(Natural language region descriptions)
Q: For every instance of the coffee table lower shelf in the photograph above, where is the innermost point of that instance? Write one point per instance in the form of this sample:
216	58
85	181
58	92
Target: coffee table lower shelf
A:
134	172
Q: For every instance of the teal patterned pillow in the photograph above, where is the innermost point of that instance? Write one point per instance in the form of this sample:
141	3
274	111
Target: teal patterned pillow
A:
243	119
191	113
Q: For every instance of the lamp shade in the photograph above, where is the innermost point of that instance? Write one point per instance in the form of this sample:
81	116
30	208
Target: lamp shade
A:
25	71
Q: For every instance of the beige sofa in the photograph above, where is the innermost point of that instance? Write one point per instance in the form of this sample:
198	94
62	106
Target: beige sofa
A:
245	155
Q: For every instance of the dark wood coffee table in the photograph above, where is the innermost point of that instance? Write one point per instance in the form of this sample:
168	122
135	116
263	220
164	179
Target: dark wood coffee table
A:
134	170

---

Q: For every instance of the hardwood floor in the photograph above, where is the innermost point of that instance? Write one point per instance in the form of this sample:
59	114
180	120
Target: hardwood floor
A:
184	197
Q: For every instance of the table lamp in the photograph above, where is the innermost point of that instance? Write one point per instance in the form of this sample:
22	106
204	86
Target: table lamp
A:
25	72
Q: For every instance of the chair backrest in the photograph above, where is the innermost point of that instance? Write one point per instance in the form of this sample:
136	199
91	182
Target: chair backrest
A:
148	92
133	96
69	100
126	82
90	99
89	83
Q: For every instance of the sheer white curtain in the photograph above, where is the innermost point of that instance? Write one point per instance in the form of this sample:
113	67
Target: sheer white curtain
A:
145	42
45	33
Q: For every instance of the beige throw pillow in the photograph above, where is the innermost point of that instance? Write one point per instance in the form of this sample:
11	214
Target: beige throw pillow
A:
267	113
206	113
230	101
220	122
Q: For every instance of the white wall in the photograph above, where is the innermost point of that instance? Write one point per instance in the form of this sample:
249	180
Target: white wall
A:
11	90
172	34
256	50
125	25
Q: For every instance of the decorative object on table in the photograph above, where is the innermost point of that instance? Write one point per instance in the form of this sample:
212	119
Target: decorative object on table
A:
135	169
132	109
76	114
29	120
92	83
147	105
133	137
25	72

* What the exercise asks:
Search the data for the string "teal". List each line that has it.

* Reply to the task:
Q: For every instance of the teal patterned pillow in the photograph above, where is the innermost point of that instance? Write one point per instance in the form of this sample:
Target: teal patterned pillow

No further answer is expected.